- CONSIGNES DE L'EXERCICE -
Recopiez en entier le texte sur la mort de la grand-mère, mot pour mot.

LE MOT de CATHEAU

Publié le par juliette b.



L'enfance est découverte





Mélancolie.

Je devais avoir cinq ou six ans et ma grand-mère venait de mourir. Mes parents avaient demandé à ma gouvernante allemande de m’accompagner pour la voir une dernière fois.
Je n’avais jamais pénétré dans sa chambre et tout d’abord je ne discernai rien. De l’encens qui brûlait dans une petite cassolette créait une sorte de brouillard léger. Les volets intérieurs à panneaux, tels qu’on en voit dans les tableaux de Vermeer, avaient été repoussés contre les hautes fenêtres, ne laissant filtrer qu’un rai de lumière très fin. Une mouche, prisonnière, y bombillait doucement. Quelques bougies distribuaient des ombres vagues sur les murs. Des lys blancs exhalaient une odeur entêtante. Avec difficulté, mes yeux se firent à cette semi-obscurité de caverne.
Une vieille religieuse, agenouillée à l’extrémité du lit à rouleaux, le visage dissimulé par une grande cornette, marmottaient des ave maria. Les doigts crispés sur le poignet de ma gouvernante, je m’approchai de ma grand-mère. Son corps menu disparaissait sous un grand drap orné de dentelle de Calais et ses main étaient minuscules sur le grand crucifix de corozo où on les avait posées. Je la reconnus avec peine car elle avait retrouvé, comme cela se produit parfois mystérieusement, son visage de jeune fille, celui que j’avais vu sur les photos de son mariage.
Son immobilité m’intimidait et j’avais peur de la regarder ; je levai les yeux vers le mur qui surplombait le lit. Un grand cadre, représentant un ange à la chevelure couronnée de laurier, assis au milieu d’un fouillis d’objets, un animal couché à ses pieds, rêvait la joue appuyée sur sa main gauche. Je crus deviner un ballon, une cloche, un autre petit ange. Dans le fond gauche de la gravure, un soleil aux longs rayons brillait au milieu d’un arc-en-ciel.

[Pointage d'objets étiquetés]
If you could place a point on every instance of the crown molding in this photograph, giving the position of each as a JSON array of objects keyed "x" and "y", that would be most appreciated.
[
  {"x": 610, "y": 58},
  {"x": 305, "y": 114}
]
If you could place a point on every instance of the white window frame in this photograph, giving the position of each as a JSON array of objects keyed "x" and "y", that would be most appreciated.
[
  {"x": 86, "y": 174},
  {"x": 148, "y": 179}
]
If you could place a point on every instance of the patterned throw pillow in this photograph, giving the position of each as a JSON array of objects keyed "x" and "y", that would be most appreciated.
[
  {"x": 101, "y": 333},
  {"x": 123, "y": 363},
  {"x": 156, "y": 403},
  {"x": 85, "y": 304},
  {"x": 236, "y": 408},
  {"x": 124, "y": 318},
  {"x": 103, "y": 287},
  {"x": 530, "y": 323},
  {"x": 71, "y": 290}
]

- CORRIGÉ -
LE MOT de CATHEAU

Publié le par juliette b.



L'enfance est découverte





Mélancolie.

Je devais avoir cinq ou six ans et ma grand-mère venait de mourir. Mes parents avaient demandé à ma gouvernante allemande de m’accompagner pour la voir une dernière fois.
Je n’avais jamais pénétré dans sa chambre et tout d’abord je ne discernai rien. De l’encens qui brûlait dans une petite cassolette créait une sorte de brouillard léger. Les volets intérieurs à panneaux, tels qu’on en voit dans les tableaux de Vermeer, avaient été repoussés contre les hautes fenêtres, ne laissant filtrer qu’un rai de lumière très fin. Une mouche, prisonnière, y bombillait doucement. Quelques bougies distribuaient des ombres vagues sur les murs. Des lys blancs exhalaient une odeur entêtante. Avec difficulté, mes yeux se firent à cette semi-obscurité de caverne.
Une vieille religieuse, agenouillée à l’extrémité du lit à rouleaux, le visage dissimulé par une grande cornette, marmottaient des ave maria. Les doigts crispés sur le poignet de ma gouvernante, je m’approchai de ma grand-mère. Son corps menu disparaissait sous un grand drap orné de dentelle de Calais et ses main étaient minuscules sur le grand crucifix de corozo où on les avait posées. Je la reconnus avec peine car elle avait retrouvé, comme cela se produit parfois mystérieusement, son visage de jeune fille, celui que j’avais vu sur les photos de son mariage.
Son immobilité m’intimidait et j’avais peur de la regarder ; je levai les yeux vers le mur qui surplombait le lit. Un grand cadre, représentant un ange à la chevelure couronnée de laurier, assis au milieu d’un fouillis d’objets, un animal couché à ses pieds, rêvait la joue appuyée sur sa main gauche. Je crus deviner un ballon, une cloche, un autre petit ange. Dans le fond gauche de la gravure, un soleil aux longs rayons brillait au milieu d’un arc-en-ciel.